WHAT IS EXPECTED — Exactly reproduce the lines from the line that has "Tag one point on every instance of the flamingo wing" down to the last line of the entries, inclusive.

SUPPLIED RECORDS —
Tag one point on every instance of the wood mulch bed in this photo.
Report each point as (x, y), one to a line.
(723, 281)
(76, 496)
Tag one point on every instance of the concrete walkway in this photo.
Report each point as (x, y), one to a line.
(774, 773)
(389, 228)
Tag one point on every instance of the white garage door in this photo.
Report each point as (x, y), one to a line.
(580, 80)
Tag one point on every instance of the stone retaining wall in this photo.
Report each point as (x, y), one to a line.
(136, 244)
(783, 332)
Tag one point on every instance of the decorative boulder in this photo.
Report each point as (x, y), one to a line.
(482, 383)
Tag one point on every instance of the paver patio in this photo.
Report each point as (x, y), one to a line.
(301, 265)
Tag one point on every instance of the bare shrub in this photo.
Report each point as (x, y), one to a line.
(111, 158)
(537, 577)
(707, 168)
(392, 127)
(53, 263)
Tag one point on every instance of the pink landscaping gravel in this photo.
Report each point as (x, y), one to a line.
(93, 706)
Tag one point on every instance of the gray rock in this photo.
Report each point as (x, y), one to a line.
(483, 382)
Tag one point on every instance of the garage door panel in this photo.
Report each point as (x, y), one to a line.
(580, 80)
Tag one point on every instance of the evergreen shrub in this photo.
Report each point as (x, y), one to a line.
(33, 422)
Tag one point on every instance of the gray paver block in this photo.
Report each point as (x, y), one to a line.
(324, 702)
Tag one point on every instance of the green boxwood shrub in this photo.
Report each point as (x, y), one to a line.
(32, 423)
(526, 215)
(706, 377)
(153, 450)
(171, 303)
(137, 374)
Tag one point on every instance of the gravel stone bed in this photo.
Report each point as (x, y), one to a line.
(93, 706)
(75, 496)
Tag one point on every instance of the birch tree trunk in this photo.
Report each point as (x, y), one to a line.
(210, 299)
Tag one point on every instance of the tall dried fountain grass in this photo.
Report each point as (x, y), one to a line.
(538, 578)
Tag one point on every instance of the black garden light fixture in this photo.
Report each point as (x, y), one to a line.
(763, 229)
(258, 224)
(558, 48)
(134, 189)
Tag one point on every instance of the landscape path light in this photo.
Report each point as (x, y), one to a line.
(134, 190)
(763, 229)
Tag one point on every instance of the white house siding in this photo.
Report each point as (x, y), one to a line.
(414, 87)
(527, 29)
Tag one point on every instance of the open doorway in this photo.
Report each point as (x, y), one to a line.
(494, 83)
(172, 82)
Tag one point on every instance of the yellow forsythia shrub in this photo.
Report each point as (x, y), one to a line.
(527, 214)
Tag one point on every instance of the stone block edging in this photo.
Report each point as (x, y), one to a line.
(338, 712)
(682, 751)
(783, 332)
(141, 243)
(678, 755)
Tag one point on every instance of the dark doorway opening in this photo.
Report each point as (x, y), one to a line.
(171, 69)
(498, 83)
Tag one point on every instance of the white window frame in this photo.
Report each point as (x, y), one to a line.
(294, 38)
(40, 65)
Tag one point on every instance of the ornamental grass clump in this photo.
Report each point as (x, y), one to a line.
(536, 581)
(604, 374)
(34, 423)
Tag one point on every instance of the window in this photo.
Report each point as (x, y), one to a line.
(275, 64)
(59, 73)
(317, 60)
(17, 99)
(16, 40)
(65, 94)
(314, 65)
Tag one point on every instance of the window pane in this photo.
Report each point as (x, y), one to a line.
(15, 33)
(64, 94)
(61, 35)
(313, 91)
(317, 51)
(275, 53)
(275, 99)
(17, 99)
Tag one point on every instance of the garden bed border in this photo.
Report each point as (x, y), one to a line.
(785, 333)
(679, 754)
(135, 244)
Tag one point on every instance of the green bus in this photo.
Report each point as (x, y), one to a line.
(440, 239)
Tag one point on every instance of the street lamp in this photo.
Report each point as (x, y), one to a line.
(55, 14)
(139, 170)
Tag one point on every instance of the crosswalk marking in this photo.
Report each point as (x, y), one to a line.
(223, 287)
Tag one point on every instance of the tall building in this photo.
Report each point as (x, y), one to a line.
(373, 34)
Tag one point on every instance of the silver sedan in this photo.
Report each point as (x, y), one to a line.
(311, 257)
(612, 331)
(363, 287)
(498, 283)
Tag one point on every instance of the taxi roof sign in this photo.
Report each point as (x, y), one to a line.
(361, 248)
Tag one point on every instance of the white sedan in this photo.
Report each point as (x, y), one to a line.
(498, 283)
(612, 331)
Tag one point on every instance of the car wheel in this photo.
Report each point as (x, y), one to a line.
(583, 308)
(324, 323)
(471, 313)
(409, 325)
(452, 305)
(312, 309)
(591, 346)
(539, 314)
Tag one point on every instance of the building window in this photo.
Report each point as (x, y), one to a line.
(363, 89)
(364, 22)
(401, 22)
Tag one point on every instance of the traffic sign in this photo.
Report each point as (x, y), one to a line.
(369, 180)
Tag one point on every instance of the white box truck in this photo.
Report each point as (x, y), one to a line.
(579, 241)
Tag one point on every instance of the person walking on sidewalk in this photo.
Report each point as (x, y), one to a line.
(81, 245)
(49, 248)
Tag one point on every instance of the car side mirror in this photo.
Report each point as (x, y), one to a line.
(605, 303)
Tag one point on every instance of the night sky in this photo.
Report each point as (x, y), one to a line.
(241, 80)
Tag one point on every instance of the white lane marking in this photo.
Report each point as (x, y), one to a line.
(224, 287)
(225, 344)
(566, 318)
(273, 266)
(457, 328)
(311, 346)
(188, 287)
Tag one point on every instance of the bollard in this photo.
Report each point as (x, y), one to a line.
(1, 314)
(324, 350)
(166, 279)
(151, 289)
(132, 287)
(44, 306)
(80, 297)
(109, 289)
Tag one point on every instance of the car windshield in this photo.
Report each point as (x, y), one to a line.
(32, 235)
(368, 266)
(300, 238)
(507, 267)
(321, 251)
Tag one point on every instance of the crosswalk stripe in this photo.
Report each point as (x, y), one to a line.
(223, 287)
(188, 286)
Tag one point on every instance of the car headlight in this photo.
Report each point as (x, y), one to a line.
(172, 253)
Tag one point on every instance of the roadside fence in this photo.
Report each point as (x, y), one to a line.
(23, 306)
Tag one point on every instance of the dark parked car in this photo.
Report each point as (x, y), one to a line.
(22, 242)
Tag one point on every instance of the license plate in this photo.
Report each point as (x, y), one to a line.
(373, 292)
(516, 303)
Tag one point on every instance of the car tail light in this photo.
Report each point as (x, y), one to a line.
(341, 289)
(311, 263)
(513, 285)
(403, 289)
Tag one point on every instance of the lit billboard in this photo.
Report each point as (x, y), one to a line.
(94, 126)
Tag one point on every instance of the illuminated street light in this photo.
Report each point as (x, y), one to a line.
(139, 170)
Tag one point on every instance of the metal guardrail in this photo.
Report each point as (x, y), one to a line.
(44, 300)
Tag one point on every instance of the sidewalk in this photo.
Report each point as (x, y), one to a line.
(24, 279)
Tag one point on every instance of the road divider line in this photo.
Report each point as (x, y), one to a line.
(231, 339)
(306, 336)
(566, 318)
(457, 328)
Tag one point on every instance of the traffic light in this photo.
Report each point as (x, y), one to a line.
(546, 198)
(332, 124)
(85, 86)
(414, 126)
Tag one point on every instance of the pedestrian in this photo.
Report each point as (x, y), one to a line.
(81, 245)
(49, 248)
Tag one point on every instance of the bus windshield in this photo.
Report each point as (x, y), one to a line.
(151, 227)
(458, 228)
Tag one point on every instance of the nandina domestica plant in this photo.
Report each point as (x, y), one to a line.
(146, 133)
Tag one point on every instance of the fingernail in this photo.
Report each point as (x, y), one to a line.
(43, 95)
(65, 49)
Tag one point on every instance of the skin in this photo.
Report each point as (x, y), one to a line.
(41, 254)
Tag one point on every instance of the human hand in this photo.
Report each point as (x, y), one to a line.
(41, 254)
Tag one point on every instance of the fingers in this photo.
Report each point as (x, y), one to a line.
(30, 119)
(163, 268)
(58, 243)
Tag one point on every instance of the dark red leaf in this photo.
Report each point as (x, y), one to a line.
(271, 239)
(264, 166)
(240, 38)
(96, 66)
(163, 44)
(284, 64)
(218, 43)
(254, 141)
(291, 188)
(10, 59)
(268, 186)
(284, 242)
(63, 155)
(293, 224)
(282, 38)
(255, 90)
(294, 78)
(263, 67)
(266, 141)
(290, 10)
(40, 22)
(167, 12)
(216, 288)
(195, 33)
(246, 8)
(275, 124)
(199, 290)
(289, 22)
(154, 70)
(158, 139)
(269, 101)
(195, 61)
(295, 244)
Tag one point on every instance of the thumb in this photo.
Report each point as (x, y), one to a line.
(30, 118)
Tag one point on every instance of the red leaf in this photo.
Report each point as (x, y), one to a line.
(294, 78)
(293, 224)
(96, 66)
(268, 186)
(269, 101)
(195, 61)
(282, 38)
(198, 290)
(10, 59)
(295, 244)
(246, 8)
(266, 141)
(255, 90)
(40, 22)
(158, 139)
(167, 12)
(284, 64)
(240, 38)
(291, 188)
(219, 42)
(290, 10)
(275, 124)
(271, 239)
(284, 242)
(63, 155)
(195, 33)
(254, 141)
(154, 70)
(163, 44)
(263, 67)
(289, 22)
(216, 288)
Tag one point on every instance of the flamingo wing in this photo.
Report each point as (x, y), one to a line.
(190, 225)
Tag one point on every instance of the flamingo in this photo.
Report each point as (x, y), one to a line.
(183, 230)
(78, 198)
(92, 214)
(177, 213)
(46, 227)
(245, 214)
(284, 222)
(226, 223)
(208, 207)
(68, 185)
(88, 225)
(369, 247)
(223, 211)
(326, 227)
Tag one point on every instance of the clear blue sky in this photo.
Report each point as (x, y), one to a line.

RESPONSE FOR THIS EXERCISE —
Tag one point on every instance of the flamingo wing in this photo.
Report each point as (x, y), one to a line.
(190, 225)
Tag one point on every instance of the flamingo in this photo.
Report each point as (x, y), one to a line.
(183, 230)
(78, 198)
(92, 214)
(177, 213)
(46, 227)
(245, 214)
(284, 222)
(226, 223)
(208, 207)
(68, 185)
(88, 225)
(369, 247)
(223, 211)
(326, 227)
Tag one point on every instance of the clear blue sky in this photo.
Report each point as (x, y), one to a line.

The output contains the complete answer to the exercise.